___ Material supplied ___

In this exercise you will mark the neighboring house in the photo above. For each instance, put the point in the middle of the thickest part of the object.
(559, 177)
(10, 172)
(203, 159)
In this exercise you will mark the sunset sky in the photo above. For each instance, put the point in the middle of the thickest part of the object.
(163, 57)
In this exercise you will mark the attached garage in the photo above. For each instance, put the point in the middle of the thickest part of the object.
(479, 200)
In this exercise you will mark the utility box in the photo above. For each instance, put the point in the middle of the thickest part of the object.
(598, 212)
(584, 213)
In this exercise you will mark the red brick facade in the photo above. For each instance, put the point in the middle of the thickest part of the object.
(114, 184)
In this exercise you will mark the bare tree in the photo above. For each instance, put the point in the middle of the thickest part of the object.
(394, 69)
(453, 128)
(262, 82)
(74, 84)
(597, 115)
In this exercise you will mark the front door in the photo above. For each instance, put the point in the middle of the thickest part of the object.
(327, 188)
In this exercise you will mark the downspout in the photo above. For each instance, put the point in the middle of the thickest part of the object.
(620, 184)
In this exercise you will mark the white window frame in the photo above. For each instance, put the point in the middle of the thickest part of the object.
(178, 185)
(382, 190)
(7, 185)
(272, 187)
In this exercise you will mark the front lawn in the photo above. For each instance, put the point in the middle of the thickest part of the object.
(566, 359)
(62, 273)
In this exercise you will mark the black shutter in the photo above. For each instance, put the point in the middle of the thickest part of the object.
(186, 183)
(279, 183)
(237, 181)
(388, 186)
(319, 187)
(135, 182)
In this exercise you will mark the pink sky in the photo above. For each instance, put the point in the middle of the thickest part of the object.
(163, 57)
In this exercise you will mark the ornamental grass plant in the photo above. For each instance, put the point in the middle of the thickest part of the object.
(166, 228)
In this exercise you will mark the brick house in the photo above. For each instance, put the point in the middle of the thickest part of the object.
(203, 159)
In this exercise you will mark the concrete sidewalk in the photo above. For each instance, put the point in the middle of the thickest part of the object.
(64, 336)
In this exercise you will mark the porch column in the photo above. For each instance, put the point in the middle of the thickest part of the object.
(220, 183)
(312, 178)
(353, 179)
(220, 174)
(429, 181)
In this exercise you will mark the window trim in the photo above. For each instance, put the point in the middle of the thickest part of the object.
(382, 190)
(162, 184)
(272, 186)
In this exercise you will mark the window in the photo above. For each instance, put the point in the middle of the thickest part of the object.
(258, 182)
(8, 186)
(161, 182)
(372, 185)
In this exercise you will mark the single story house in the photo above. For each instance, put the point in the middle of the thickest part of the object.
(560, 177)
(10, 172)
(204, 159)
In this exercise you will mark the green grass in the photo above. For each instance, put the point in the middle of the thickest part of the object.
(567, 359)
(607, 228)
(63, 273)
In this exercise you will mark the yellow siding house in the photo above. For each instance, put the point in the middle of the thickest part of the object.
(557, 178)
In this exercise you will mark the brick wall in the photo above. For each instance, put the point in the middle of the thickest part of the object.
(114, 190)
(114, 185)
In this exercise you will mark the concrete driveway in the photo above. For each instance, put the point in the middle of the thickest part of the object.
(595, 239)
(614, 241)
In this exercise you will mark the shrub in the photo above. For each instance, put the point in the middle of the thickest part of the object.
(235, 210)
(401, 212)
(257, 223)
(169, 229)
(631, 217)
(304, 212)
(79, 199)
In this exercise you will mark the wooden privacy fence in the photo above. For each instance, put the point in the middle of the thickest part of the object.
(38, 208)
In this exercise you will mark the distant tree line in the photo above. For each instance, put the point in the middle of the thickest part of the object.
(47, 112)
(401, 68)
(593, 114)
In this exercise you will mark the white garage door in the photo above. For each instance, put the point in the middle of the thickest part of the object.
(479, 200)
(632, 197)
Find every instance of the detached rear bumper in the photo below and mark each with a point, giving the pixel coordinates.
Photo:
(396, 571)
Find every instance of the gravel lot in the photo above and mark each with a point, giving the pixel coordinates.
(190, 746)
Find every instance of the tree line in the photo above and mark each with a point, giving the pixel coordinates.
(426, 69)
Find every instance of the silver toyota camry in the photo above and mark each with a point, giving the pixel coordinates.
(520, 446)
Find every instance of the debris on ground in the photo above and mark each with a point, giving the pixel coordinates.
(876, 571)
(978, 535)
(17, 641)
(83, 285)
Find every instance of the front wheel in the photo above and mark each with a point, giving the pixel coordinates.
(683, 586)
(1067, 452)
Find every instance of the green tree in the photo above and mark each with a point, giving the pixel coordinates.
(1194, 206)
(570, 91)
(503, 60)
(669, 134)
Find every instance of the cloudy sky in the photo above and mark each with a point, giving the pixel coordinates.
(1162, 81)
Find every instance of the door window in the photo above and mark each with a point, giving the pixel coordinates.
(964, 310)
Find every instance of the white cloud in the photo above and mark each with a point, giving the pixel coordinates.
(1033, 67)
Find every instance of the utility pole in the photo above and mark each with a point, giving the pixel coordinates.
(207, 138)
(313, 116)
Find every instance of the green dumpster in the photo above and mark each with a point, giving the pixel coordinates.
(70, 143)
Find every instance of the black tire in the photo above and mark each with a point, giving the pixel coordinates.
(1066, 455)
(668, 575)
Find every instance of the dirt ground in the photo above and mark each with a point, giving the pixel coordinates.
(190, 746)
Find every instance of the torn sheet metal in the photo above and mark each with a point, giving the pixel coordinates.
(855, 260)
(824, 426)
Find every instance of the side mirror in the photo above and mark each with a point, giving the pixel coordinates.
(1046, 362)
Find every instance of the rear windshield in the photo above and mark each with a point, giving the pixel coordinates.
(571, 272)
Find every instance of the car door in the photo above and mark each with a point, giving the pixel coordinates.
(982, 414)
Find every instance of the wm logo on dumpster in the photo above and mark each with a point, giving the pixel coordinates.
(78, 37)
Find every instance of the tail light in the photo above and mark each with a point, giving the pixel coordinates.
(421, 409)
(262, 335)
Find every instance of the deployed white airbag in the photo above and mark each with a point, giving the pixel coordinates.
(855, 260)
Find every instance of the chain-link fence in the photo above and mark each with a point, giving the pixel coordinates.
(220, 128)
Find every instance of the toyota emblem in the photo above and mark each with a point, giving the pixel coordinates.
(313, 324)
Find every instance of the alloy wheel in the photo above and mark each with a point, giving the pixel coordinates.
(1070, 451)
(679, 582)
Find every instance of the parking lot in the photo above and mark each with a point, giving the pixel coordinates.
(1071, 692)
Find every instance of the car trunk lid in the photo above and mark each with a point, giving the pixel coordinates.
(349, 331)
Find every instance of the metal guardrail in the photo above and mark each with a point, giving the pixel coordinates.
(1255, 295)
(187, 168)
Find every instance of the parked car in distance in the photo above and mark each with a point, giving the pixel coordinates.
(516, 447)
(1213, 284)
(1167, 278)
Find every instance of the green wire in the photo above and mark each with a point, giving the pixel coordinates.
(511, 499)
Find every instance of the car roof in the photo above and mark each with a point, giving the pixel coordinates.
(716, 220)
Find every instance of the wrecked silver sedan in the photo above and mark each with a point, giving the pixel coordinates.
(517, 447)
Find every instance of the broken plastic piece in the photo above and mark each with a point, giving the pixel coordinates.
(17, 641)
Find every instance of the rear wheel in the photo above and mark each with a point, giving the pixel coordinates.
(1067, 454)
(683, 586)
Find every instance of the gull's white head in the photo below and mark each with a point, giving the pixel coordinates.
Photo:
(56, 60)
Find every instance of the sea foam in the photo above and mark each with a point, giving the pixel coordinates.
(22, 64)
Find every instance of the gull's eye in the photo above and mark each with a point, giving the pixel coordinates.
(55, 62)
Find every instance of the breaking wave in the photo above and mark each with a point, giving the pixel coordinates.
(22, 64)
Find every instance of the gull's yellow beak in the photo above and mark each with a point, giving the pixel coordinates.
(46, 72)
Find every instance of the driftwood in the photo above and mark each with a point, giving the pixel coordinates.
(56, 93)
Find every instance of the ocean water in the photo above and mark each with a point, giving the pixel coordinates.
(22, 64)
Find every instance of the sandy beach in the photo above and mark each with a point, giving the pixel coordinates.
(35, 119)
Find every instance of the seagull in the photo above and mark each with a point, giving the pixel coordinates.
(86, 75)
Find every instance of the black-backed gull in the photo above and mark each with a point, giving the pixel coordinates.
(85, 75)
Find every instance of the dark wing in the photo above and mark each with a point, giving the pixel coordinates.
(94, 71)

___

* _What you are asked to do_
Report each line in the preceding entries that holds the string "below".

* _Finished exercise_
Find every instance of the detached rear bumper in the photo below and mark each with a point, giving the pixel coordinates.
Find every instance of the gull's white head in the photo below and mark each with a point, giving the pixel coordinates.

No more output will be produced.